*Exercise prompt:* Which lines in the records below contain the string "bbox", with case mattering? Pull out each of those lines.

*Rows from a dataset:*
▽
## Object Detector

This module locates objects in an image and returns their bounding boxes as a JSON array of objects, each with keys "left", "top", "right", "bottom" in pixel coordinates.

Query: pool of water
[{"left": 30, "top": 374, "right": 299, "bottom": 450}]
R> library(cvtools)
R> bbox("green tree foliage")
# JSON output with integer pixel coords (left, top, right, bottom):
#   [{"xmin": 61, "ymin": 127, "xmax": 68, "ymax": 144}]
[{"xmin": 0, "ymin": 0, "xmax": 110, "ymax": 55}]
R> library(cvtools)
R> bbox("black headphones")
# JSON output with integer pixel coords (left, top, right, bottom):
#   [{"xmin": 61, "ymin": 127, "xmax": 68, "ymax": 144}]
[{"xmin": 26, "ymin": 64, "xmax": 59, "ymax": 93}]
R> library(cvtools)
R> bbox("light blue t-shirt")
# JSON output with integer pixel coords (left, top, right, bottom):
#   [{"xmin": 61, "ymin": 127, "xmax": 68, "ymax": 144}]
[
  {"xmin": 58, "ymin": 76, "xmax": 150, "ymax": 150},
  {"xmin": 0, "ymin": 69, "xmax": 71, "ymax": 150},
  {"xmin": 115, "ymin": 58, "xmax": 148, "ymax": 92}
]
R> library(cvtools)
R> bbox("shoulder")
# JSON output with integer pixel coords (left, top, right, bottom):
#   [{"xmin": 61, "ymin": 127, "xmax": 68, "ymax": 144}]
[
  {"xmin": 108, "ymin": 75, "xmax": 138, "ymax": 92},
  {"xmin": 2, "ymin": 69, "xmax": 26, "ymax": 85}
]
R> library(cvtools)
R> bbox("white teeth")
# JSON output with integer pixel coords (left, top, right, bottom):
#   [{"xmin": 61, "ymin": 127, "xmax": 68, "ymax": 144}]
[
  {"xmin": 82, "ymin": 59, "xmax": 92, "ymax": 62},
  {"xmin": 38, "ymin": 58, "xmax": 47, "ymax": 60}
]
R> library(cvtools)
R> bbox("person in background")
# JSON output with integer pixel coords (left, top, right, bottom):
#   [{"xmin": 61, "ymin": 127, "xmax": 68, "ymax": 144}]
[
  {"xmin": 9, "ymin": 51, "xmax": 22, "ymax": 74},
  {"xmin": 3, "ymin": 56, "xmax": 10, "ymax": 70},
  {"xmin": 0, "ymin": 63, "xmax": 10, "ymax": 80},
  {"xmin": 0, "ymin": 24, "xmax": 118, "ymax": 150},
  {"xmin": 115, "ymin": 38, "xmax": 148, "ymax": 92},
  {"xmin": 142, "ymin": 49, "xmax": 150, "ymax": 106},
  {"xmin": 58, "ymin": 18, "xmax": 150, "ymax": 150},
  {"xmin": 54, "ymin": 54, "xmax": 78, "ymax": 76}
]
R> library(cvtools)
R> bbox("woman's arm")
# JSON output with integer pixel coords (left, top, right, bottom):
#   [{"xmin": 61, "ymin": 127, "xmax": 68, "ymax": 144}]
△
*Correct answer:*
R> bbox("green tree foliage")
R> bbox("black headphones")
R> bbox("light blue t-shirt")
R> bbox("shoulder")
R> bbox("white teeth")
R> bbox("person in background")
R> bbox("woman's arm")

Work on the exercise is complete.